▶ Data for review
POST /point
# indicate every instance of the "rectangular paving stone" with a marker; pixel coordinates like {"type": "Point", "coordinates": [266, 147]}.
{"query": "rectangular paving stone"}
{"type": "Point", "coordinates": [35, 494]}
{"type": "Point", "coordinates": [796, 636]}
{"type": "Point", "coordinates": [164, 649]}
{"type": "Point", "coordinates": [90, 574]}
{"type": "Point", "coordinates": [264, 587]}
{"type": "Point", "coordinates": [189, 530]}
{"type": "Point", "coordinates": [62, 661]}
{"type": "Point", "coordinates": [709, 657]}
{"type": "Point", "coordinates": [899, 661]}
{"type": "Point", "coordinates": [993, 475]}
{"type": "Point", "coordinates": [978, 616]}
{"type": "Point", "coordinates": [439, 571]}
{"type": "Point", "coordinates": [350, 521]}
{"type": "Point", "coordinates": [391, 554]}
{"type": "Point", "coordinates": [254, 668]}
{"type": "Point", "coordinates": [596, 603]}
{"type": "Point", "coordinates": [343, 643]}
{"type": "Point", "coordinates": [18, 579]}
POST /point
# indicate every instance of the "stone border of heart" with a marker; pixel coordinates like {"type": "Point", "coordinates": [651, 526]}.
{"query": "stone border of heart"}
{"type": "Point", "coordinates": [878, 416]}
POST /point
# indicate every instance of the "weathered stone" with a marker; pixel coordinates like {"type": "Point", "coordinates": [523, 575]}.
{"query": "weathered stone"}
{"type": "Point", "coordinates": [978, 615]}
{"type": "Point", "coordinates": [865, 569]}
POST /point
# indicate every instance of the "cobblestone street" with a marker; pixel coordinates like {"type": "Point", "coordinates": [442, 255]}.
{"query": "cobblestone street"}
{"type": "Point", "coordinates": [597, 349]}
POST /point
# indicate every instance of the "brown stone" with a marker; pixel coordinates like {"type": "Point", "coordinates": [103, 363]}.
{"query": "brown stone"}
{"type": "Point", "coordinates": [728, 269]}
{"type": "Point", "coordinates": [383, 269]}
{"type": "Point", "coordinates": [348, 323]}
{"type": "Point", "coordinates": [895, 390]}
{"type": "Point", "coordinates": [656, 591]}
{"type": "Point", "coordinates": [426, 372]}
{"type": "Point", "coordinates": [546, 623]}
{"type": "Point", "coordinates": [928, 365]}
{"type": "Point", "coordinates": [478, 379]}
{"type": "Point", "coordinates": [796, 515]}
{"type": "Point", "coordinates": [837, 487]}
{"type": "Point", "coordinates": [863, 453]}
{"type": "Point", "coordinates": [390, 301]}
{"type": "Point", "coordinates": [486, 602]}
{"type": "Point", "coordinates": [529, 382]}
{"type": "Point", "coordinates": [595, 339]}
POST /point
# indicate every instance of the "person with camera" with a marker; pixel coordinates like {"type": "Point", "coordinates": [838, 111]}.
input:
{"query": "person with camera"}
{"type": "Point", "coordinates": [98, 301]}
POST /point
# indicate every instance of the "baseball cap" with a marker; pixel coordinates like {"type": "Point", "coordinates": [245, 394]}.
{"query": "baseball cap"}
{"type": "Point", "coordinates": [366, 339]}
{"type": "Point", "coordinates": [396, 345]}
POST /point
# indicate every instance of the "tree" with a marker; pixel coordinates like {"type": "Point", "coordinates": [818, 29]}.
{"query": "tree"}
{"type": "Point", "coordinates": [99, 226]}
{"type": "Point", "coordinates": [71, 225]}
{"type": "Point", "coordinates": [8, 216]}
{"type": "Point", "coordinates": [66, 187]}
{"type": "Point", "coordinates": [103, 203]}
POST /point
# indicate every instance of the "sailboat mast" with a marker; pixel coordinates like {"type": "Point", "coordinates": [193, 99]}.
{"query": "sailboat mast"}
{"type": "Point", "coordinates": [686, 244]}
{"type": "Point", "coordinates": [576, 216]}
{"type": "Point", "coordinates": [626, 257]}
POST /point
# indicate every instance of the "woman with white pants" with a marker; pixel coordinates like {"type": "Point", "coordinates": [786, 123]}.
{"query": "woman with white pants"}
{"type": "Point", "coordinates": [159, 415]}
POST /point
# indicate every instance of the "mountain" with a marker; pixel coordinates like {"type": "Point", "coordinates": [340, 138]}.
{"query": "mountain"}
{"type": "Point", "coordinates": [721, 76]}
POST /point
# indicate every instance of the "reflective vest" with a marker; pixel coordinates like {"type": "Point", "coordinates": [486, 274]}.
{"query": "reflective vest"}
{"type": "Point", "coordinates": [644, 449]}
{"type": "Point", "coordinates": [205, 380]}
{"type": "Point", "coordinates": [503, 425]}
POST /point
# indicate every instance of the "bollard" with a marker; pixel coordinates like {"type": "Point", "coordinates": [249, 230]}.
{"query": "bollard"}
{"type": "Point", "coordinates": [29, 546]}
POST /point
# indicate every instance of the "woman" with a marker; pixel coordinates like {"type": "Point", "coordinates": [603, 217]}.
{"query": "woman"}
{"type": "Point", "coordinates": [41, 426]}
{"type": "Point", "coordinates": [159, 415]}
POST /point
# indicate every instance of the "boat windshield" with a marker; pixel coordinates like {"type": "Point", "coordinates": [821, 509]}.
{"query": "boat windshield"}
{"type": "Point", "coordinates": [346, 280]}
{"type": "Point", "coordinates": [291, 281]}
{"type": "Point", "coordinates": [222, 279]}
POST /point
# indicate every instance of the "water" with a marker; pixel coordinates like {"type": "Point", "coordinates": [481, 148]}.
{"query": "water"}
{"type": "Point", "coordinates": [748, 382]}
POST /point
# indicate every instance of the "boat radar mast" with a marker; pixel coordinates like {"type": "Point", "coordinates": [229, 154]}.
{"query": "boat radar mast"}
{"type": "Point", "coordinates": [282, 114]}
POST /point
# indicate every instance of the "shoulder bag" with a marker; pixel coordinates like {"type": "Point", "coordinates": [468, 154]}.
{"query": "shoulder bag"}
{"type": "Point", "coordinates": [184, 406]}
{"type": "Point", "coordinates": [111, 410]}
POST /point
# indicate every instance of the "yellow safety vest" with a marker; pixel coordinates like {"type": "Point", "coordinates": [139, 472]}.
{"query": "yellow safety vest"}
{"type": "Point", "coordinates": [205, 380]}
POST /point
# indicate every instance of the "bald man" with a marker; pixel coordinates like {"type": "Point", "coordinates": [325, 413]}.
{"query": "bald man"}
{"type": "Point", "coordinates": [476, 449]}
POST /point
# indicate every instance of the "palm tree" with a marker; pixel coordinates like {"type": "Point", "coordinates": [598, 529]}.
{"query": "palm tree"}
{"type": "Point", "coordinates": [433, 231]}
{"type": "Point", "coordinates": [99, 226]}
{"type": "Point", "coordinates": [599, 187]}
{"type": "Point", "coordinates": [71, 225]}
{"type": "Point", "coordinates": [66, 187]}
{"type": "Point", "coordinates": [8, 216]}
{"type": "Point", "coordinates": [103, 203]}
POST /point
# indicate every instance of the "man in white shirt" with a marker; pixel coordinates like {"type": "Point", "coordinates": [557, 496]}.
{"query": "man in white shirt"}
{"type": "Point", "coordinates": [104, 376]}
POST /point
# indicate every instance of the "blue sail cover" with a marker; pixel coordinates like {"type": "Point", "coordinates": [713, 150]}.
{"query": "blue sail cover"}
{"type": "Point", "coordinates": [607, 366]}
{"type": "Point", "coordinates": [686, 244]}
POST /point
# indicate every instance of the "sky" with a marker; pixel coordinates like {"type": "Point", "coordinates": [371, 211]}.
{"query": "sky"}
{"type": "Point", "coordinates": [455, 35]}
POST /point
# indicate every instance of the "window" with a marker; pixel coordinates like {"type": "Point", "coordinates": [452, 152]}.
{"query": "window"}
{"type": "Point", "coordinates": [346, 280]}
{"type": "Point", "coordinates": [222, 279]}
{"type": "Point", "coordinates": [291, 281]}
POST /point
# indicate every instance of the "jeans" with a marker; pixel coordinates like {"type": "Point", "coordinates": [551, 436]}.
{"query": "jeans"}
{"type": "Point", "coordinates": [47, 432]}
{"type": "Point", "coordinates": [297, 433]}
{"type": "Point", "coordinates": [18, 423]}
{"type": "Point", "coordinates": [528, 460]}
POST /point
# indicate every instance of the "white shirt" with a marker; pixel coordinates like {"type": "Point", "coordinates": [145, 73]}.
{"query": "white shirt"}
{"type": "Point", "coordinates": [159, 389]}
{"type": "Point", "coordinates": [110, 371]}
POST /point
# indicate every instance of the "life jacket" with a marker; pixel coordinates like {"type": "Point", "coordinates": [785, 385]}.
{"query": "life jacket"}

▶ Work to complete
Each line of the data that holds "life" should be reported.

▶ Output of the task
# indicate every instance of the "life jacket" with a marker; pixel coordinates like {"type": "Point", "coordinates": [785, 385]}.
{"query": "life jacket"}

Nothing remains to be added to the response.